**EXERCISE:** From the material below, extract every line that contains the string "yellow", listing the lines in their original order.

## Start DATA IN THIS EXERCISE

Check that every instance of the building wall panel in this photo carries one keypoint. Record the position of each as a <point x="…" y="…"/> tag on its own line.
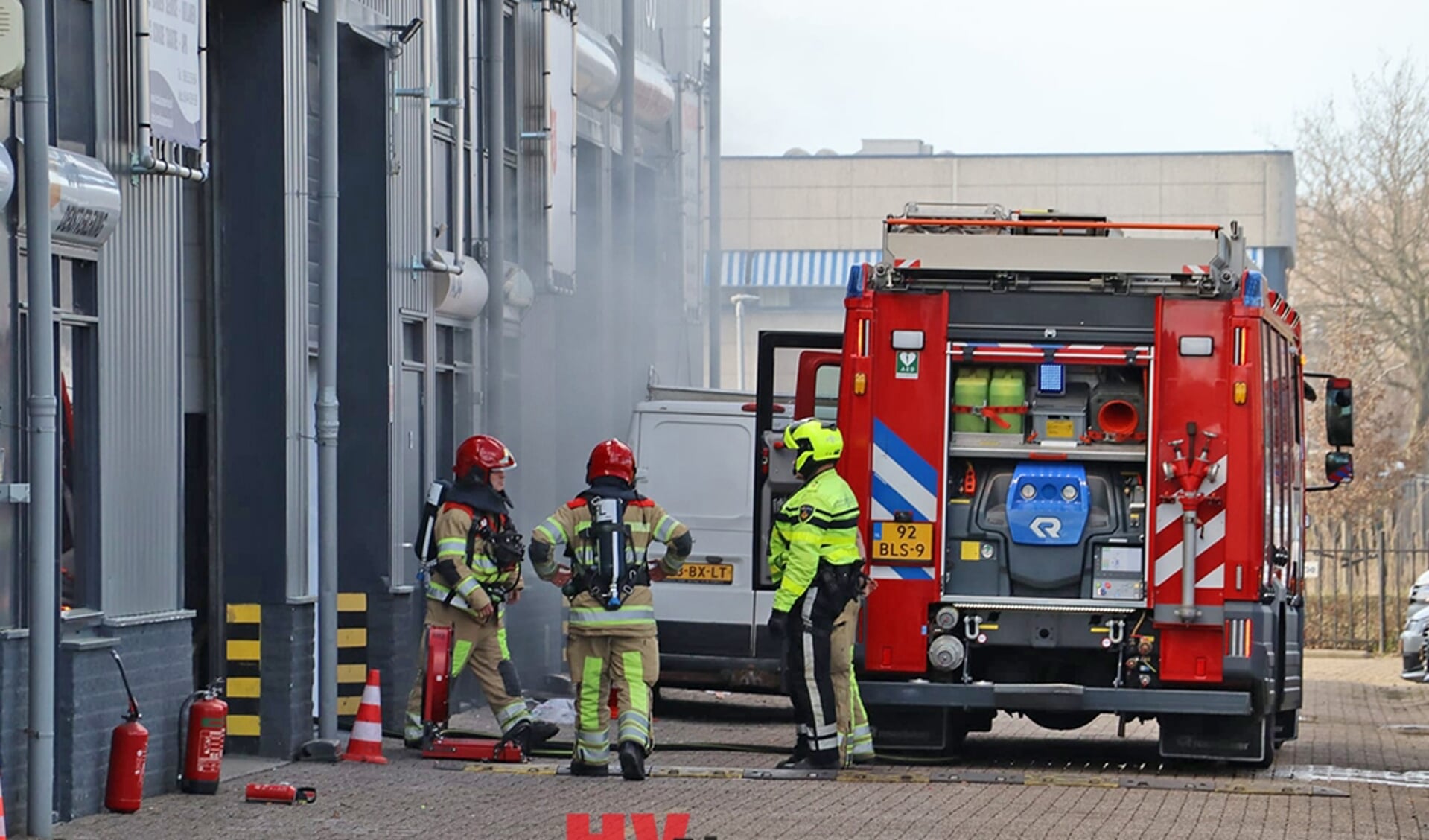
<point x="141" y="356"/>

## End DATA IN THIS EXERCISE
## Start DATA IN THIS EXERCISE

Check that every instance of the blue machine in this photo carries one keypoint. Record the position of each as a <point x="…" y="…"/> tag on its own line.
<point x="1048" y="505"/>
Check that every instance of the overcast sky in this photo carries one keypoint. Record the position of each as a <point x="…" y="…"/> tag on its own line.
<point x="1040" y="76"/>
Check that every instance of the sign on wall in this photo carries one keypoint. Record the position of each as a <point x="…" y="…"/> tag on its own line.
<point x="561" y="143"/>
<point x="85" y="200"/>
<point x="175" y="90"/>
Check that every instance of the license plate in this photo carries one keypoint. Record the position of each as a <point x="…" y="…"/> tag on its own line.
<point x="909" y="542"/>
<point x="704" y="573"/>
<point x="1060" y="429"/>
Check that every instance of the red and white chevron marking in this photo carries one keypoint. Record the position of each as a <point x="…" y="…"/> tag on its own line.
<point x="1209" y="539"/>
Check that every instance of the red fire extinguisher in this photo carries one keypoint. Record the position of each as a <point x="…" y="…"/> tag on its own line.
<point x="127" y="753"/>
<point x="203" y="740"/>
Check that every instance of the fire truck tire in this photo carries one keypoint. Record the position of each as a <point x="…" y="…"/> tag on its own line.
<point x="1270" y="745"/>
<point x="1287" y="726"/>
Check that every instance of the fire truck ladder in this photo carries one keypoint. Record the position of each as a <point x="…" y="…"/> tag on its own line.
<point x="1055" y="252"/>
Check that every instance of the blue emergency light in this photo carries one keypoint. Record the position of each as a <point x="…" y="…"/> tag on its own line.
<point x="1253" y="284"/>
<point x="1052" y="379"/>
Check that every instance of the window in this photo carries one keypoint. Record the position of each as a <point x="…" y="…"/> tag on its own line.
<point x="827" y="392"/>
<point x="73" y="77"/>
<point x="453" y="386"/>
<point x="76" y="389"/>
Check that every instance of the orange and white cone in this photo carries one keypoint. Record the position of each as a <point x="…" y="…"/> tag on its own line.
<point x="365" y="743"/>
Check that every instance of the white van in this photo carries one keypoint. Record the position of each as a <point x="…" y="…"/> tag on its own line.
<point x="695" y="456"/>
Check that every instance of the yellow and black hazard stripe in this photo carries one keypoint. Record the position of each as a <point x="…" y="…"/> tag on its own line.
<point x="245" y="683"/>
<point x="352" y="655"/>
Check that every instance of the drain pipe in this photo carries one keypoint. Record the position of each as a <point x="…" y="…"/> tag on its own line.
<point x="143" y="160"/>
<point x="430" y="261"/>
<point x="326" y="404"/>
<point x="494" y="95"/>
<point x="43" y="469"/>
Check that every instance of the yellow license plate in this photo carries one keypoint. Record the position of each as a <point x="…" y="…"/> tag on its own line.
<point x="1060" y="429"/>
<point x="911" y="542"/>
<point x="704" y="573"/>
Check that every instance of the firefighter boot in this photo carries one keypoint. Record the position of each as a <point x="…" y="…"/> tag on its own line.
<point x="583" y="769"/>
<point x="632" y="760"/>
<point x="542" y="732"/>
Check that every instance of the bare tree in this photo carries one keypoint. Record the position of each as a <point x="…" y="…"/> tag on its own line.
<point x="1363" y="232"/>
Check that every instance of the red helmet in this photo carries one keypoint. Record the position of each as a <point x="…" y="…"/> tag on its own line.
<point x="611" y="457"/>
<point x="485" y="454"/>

## End DATA IN THIS EXERCISE

**RESPONSE FOR THIS EXERCISE:**
Check that every instance of the yellow and black hazard stripe in this photo carries one keypoint. Record the position of each as a <point x="…" y="…"/> tag on its own line.
Check that every instance of the yellow license plate in this photo carries one keypoint. Record the position of each as a <point x="…" y="…"/> tag on its own line.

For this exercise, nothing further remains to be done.